The term “starving artist” may apply to some painters, sculptors, illustrators, and other fine-arts professionals. However, many creative people have found highly successful careers in a wide range of fields.

About half of those who make their living in the fine arts are self-employed. A large portion of them produce works of art for sale. Their customers may be individuals who buy single pieces, or store owners who purchase artwork in bulk for resale. Artists exhibit their creations in museums, display them in galleries, and sell them on the web.

Other fine artists work for private companies or government entities. Some of these positions require fine-arts degrees. Government officials have projected that the job-growth rate for fine artists will be just 3 percent from 2012 to 2022, far less than the average for all occupations.

Traditional Artists

When most people hear the term “artist,” they picture painters and sculptors. These are the most traditional of art jobs, with histories dating to many centuries ago. This category features those who actually produce the art; the talented people who conceive and create works that have aesthetic value. Other examples include printmakers, illustrators, cartoonists, and video artists.

The Art Business

Many fine artists, or visual artists, find work in the art business. Some are art appraisers, brokers, or dealers. They assess, buy, and sell pieces of work. Auction houses, art galleries, and art museums hire artistic people to perform a variety of duties.

- TASKS TO PERFORM
A: Based on the passage on fine-arts careers, is each of these statements correct? Answer yes or no for each and quote the deciding words. (i) About half of fine-arts professionals work for themselves. (ii) Job growth for fine artists from 2012 to 2022 was projected to exceed the average for all occupations. (iii) Every fine-arts position with a private company or government entity requires a fine-arts degree.
B: Carry on the passage on fine-arts careers, starting after its last sentence.
The lines after this point come from a different source than the text on fine-arts careers.

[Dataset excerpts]
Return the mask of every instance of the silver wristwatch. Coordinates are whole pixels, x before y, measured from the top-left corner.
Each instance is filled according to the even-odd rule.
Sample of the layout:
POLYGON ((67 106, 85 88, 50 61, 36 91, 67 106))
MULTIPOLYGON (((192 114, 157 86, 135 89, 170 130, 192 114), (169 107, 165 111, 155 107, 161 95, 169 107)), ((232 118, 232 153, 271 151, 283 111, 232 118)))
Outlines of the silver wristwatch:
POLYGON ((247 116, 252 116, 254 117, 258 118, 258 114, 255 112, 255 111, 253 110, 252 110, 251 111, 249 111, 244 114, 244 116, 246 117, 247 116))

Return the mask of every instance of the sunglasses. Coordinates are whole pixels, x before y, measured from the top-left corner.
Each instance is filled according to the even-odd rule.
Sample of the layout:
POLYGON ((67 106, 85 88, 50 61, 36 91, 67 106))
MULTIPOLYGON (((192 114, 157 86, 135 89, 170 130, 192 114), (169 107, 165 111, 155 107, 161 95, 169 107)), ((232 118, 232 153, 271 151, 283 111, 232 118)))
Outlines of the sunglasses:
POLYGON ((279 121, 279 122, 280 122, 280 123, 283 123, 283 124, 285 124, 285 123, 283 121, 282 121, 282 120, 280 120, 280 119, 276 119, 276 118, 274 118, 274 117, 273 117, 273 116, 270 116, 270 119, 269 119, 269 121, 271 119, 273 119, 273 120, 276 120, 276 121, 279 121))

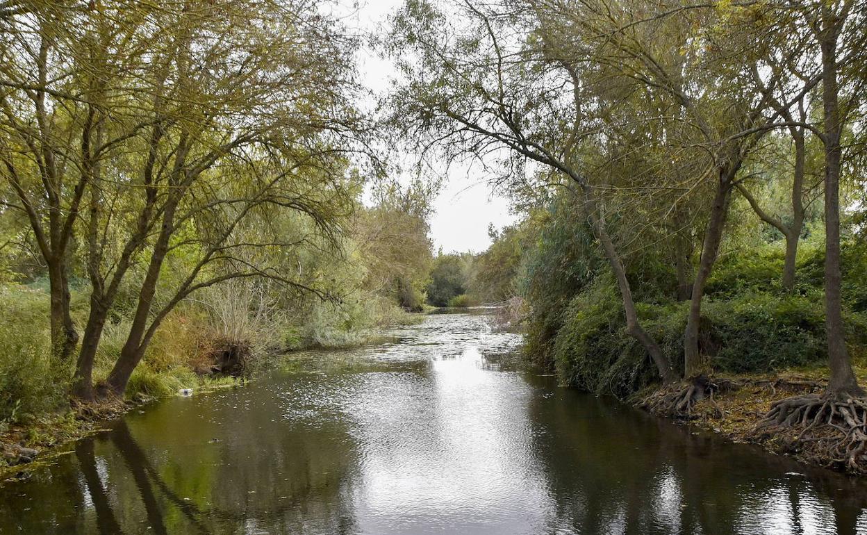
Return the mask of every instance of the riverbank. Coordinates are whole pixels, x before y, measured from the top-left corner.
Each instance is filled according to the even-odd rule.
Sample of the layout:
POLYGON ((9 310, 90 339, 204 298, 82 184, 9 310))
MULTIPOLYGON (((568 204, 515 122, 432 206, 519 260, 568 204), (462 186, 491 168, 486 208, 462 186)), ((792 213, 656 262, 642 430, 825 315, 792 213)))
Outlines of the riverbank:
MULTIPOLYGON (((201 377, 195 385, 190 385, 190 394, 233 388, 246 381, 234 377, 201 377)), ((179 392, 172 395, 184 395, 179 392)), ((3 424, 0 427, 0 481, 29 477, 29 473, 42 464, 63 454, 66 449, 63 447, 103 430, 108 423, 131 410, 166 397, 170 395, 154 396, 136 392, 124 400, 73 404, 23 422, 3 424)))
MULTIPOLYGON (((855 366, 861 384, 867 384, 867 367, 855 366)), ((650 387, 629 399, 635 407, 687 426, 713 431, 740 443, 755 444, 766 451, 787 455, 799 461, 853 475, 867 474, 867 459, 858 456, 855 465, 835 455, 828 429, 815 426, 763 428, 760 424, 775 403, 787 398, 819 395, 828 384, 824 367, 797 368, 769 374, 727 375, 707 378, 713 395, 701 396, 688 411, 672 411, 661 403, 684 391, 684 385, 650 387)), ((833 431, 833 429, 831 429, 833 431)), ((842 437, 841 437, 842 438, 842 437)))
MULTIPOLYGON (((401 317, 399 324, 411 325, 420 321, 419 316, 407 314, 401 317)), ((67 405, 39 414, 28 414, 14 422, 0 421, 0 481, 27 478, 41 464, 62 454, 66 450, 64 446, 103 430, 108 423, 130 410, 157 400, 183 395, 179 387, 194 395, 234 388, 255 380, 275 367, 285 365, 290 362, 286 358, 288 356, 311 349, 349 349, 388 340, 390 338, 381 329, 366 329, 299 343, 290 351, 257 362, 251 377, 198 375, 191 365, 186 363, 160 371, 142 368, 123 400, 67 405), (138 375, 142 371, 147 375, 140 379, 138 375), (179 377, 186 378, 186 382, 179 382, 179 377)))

- RESPONSE LIST
A:
(i) Yes: "About half of those who make their living in the fine arts are self-employed."
(ii) No: "far less than the average for all occupations."
(iii) No: "Some of these positions require fine-arts degrees."

B:
Corporate Art Careers

Large businesses need art directors to design visual concepts for promotions and advertising. These professionals are responsible for how printed materials, videos, ads, and web pages are presented to the public. It has been estimated that nearly half of fine artists have this type of job, which is near the top of the pay scale for all kinds of artists.

Art directors supervise multimedia artists, animators, and artists skilled in the use of technical equipment. The staff of a large company’s advertising department may include copywriters, creative directors, illustrators, and photographers.

Illustration and Drawing

Without artwork, magazines and books would not be as visually appealing to readers. Publishers need fine artists to create illustrations, drawings, and designs for printed materials like calendars, greeting cards, stationery, wallpaper, and gift-wrapping paper. The designs of T-shirts and other clothing also display the talents of fine artists.

Sketch artists, those skilled at re-creating a person’s likeness, are employed by police departments and news media. Medical illustrators are specially trained to render anatomically accurate drawings that portray how surgical procedures are to be conducted. They do this by hand, and use computer technology to create animations and three-dimensional images. Scientific illustrators depict plants and animals, molecular structures, and geologic and planetary formations. Their work appears in professional publications and is used to educate students.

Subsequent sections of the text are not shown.